» PROBLEM DESCRIPTION: Copy out the data from the line that contains "the man's fingers" through the line that contains "column 513, row 436", switching "population tally" to "species inventory" and changing nothing else.

(Excerpt from a dataset)
>>

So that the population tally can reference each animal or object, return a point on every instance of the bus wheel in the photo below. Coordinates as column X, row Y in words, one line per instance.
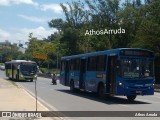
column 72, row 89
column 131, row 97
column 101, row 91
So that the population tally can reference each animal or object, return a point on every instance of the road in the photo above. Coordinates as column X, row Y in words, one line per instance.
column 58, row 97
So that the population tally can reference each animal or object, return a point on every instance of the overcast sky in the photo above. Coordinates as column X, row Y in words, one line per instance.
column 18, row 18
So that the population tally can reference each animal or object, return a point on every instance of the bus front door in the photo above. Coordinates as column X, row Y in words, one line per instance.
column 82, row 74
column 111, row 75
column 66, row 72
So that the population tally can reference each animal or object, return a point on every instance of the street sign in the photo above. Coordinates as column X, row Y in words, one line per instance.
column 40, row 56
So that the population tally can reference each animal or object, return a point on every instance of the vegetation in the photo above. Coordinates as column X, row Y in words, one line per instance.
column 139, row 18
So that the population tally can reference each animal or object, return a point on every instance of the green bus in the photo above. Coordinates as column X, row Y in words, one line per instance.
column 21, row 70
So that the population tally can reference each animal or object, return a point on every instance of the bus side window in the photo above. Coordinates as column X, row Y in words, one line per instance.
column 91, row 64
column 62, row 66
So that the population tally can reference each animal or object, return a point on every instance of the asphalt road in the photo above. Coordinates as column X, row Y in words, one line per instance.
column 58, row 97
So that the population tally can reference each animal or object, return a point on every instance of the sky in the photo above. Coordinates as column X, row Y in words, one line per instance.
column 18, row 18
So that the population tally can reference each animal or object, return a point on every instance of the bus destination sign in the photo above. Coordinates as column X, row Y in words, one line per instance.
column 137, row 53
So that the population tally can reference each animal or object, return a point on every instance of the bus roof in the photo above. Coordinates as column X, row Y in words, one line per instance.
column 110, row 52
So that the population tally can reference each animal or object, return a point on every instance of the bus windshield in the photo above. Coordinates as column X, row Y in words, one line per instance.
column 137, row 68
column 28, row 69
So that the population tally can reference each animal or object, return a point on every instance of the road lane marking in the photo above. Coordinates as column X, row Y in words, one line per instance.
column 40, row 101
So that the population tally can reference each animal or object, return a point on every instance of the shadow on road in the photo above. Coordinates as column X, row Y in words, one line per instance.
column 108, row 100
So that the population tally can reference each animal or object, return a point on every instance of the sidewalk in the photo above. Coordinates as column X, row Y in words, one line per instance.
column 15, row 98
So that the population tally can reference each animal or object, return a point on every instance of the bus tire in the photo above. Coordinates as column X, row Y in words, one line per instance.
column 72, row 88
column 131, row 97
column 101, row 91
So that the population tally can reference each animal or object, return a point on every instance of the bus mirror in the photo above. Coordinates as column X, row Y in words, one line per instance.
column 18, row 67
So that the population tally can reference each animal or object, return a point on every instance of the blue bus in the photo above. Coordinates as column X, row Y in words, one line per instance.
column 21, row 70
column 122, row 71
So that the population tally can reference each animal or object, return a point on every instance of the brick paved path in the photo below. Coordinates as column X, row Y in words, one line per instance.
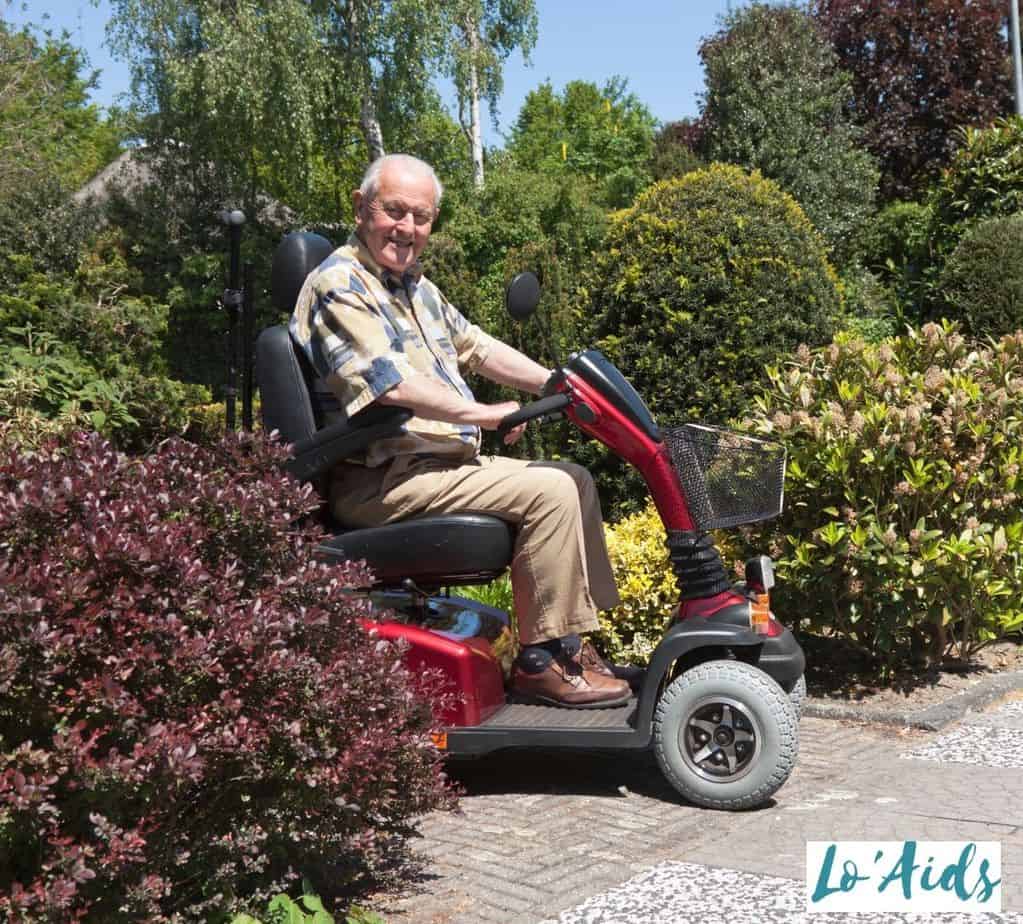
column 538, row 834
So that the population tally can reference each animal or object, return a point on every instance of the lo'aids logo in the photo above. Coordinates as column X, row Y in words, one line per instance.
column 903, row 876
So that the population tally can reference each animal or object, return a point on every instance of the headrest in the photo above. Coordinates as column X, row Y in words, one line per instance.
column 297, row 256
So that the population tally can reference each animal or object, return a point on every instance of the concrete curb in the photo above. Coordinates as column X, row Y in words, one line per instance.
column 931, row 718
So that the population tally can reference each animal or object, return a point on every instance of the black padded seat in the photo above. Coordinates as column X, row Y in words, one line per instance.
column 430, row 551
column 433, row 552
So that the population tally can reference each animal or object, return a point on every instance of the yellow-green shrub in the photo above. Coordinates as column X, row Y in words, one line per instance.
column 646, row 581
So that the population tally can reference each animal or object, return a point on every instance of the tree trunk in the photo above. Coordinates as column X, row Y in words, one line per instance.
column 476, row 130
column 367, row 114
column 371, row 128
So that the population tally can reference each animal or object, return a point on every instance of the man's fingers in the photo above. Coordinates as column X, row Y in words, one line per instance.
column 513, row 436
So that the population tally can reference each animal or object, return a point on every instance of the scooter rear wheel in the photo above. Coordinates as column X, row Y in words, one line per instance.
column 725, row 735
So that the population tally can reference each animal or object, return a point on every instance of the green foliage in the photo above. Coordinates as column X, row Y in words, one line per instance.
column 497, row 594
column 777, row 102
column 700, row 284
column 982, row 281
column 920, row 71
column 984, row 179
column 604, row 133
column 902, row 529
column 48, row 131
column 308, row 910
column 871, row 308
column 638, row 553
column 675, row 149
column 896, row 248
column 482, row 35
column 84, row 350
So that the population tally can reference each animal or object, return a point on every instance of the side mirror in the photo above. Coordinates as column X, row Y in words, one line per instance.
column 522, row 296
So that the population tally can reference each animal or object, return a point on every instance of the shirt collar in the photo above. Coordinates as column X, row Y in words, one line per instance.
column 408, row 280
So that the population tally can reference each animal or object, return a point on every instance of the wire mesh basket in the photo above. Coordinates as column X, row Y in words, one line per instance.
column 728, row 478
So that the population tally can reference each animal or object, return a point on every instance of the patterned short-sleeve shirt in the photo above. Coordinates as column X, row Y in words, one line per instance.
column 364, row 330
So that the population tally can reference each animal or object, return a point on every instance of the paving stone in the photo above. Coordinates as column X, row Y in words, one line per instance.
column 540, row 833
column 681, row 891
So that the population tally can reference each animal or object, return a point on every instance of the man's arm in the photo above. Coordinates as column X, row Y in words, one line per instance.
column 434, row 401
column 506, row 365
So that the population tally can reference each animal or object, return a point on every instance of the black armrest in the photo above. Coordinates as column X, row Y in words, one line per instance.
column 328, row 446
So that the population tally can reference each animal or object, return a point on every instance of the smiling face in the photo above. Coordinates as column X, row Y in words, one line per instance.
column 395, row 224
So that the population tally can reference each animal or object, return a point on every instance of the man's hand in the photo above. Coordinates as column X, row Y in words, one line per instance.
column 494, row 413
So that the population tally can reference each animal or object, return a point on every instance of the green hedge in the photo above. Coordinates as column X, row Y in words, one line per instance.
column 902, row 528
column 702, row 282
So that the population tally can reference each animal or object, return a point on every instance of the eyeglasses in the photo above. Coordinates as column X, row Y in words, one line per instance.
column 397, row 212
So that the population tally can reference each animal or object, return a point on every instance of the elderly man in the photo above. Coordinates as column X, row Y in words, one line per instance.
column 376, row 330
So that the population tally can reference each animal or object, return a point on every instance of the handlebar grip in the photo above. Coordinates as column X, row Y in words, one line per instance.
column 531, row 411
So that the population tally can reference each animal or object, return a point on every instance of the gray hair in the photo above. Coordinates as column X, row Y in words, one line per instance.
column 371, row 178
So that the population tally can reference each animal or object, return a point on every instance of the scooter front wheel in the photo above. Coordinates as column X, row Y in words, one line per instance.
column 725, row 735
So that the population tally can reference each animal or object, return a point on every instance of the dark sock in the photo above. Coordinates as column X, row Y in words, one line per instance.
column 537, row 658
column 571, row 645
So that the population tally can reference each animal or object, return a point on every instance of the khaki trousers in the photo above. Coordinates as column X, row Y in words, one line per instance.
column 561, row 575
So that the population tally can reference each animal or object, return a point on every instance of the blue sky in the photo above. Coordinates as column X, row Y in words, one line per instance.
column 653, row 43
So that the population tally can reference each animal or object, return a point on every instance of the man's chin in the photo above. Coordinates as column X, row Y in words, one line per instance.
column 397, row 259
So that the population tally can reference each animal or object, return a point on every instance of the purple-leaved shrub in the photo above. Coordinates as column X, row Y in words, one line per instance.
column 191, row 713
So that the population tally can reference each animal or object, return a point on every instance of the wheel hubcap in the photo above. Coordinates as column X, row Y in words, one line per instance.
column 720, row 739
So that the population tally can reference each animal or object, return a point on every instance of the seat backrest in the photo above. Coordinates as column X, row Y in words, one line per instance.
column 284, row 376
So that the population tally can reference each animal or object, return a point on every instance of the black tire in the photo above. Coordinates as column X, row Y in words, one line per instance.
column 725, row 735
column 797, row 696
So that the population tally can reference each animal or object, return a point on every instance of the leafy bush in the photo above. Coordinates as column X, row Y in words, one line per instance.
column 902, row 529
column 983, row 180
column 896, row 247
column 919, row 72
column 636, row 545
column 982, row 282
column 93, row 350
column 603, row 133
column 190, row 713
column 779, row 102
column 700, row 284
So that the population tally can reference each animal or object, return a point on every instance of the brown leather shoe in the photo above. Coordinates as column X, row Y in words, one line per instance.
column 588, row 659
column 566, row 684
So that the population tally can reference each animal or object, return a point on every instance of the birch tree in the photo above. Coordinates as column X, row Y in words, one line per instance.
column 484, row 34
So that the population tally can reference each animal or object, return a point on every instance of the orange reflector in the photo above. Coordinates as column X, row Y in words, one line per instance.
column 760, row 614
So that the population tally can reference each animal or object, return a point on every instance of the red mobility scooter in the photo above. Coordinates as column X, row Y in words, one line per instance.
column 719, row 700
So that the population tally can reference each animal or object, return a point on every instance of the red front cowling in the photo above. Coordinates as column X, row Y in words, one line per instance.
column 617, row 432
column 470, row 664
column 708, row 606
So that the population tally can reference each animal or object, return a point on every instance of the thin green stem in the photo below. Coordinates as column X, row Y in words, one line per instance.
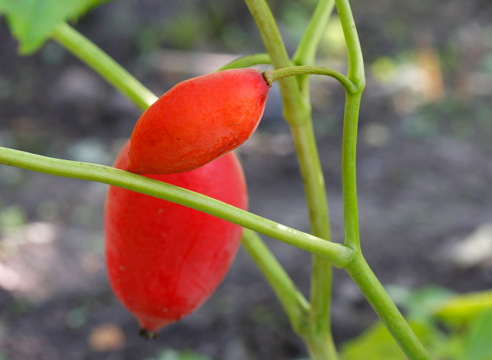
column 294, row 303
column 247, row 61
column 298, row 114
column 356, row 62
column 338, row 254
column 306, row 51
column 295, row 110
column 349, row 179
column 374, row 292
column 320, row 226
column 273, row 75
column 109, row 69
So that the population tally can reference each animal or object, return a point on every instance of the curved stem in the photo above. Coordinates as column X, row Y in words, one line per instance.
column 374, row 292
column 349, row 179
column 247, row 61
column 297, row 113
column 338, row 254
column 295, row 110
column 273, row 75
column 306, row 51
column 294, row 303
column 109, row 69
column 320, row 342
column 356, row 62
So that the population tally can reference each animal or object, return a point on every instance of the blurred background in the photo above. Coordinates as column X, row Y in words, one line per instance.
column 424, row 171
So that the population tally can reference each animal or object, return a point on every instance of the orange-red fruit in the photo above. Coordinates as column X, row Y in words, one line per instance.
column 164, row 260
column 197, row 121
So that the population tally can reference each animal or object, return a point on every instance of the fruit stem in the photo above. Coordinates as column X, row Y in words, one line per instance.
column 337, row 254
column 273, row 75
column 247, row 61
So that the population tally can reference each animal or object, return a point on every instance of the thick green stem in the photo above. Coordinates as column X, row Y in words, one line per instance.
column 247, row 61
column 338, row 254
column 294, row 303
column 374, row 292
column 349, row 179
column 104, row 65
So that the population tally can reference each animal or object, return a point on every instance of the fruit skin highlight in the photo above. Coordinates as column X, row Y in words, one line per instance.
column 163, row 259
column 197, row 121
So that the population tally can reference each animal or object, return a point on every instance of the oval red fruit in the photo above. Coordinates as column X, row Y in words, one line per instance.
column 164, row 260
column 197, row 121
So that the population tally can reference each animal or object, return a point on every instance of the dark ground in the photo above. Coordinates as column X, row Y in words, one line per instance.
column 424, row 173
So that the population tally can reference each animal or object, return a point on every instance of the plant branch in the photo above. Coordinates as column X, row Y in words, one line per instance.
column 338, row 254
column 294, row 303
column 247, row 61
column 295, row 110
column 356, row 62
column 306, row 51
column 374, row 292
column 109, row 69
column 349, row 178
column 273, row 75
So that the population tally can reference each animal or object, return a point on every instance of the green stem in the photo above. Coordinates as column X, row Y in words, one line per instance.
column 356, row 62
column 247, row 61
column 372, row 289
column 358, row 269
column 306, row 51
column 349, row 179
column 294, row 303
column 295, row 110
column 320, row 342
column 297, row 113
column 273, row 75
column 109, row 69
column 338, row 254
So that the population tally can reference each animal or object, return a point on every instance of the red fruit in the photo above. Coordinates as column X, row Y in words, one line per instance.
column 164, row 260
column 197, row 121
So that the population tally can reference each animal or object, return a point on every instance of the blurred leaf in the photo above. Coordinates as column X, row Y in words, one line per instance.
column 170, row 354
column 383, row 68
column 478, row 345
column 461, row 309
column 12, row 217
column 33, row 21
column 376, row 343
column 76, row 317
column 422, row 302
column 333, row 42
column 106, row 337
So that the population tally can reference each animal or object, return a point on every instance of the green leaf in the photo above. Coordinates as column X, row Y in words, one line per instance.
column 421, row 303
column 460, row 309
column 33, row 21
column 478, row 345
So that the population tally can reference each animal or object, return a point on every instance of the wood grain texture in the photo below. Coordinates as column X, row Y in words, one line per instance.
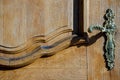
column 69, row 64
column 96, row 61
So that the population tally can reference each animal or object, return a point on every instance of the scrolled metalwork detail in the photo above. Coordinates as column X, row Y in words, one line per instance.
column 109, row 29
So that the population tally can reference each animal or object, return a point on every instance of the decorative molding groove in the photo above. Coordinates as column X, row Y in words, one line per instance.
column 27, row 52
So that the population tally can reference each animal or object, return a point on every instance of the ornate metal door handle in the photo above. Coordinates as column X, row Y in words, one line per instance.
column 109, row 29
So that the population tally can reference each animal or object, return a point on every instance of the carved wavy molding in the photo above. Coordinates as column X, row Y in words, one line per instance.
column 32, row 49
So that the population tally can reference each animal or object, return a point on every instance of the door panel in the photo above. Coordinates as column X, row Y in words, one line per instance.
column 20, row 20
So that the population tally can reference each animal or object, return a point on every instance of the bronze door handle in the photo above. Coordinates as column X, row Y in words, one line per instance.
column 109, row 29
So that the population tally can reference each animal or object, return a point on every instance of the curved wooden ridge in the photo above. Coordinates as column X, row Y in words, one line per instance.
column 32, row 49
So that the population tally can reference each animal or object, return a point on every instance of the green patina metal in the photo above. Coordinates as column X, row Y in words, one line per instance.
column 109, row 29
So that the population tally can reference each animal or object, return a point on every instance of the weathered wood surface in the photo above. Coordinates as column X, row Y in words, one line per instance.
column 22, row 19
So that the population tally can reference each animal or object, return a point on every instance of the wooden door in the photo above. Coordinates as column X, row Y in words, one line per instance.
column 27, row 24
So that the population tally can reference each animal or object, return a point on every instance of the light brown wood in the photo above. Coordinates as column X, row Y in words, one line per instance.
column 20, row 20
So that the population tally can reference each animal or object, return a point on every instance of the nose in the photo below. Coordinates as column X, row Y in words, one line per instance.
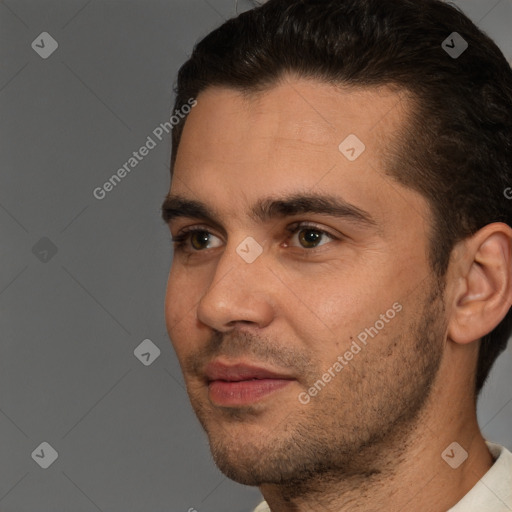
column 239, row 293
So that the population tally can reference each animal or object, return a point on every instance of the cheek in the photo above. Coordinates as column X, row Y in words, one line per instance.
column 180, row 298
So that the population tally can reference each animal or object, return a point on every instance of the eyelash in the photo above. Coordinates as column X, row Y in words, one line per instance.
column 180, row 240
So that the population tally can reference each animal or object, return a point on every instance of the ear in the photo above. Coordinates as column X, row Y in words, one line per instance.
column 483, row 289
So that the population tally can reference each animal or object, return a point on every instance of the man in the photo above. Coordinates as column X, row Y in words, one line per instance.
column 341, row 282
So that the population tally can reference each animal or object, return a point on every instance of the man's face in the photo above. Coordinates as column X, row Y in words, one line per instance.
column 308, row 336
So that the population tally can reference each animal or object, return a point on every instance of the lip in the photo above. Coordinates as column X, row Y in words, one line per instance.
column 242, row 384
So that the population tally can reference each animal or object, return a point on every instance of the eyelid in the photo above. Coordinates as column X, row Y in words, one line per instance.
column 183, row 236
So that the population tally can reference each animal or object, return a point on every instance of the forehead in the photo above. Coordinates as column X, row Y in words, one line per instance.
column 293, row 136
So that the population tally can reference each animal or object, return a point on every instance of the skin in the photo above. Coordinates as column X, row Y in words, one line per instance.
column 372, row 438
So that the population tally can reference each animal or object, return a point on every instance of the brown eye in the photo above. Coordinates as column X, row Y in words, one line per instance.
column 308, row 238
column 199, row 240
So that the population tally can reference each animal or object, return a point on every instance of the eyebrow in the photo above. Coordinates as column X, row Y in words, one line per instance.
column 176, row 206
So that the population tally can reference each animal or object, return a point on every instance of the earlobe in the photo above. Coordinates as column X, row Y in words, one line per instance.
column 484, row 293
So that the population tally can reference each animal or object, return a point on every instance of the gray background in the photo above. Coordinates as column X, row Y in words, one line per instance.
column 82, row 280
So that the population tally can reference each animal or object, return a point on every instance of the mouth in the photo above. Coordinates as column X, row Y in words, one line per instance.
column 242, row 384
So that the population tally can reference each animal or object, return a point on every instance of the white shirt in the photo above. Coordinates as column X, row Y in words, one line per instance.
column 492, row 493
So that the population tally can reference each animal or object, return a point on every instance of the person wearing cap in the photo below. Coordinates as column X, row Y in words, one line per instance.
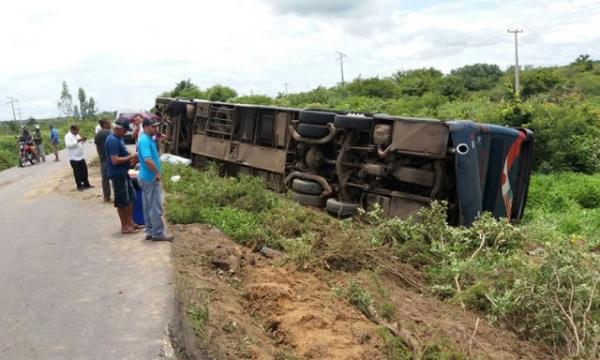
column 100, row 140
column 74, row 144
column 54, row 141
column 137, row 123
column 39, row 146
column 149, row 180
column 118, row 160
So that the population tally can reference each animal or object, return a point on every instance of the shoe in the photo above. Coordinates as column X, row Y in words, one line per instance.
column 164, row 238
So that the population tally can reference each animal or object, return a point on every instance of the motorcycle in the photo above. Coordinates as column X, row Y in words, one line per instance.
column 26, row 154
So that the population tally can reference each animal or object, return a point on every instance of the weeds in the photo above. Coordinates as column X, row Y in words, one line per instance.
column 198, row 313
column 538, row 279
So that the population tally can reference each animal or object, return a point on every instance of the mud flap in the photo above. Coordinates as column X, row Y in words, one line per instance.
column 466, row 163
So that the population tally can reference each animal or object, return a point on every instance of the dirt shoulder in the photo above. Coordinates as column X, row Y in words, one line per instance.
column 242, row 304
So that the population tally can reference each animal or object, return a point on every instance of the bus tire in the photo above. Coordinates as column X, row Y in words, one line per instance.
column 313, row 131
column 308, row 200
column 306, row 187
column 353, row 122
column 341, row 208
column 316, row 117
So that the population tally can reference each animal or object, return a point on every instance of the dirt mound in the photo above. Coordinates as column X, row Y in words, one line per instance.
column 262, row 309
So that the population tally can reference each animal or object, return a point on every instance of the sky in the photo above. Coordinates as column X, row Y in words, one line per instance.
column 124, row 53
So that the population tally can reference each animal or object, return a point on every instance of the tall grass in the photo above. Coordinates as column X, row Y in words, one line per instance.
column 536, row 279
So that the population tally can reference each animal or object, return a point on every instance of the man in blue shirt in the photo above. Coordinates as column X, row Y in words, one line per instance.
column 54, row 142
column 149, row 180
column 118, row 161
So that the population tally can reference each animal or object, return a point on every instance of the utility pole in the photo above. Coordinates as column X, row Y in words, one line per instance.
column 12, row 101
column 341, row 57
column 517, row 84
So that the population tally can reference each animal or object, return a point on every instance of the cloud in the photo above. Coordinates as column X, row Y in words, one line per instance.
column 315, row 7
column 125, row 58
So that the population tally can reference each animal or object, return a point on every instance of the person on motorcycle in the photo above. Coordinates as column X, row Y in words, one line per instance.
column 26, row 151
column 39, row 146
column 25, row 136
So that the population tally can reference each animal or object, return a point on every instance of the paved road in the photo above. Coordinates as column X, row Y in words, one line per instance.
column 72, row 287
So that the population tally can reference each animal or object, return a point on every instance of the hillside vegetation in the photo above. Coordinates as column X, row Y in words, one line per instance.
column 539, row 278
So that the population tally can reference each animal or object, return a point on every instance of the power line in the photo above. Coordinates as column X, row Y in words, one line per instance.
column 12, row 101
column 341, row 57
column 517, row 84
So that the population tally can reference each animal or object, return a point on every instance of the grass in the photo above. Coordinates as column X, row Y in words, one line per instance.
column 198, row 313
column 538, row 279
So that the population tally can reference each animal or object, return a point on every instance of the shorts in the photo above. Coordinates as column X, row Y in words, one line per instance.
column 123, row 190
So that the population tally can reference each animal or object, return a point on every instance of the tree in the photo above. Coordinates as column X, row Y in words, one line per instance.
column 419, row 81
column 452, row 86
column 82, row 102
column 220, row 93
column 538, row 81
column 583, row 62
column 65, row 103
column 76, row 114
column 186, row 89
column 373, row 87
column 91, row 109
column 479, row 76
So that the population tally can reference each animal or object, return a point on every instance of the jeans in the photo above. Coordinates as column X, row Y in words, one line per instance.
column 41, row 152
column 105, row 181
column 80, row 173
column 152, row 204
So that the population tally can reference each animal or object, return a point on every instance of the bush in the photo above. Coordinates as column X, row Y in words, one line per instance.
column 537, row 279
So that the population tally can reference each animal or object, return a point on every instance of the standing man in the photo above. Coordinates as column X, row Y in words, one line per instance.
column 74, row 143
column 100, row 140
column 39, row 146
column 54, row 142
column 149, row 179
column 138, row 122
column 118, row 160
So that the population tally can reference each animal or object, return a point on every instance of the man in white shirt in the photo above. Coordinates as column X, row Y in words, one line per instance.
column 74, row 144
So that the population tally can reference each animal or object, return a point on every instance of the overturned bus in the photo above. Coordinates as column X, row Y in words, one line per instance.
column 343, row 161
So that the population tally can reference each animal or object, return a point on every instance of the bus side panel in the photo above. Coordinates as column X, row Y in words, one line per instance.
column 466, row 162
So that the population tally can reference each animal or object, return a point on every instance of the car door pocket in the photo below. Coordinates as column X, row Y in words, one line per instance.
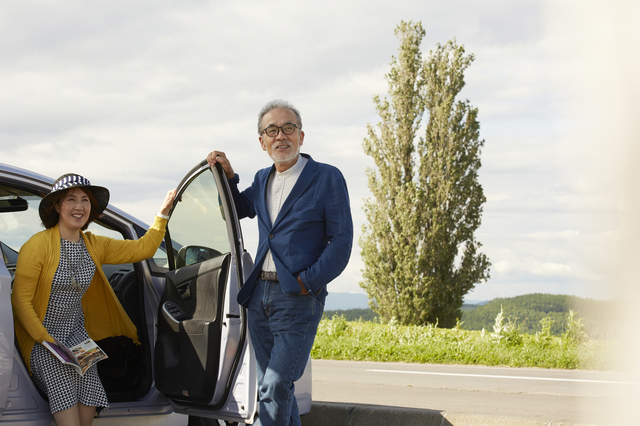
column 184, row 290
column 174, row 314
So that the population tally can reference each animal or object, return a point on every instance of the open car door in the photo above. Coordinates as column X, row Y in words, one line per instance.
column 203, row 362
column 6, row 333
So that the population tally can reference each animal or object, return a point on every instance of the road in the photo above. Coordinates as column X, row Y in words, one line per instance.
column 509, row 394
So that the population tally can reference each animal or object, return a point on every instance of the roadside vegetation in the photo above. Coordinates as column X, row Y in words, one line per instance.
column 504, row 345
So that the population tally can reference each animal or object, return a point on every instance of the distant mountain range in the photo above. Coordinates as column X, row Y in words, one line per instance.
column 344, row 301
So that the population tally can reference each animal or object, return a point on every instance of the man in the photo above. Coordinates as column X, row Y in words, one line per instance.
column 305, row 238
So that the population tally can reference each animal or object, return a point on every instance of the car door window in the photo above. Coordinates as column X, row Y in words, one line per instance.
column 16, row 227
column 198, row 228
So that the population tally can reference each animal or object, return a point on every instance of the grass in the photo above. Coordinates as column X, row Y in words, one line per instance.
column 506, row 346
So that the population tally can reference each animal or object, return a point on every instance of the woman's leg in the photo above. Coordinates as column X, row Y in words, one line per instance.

<<

» RESPONSE TO THE EXERCISE:
So that the species inventory can reference each animal or object, return a point on every instance of the man's fingers in the photo above. Coordinates as column X, row Y in words, one line per instance.
column 513, row 436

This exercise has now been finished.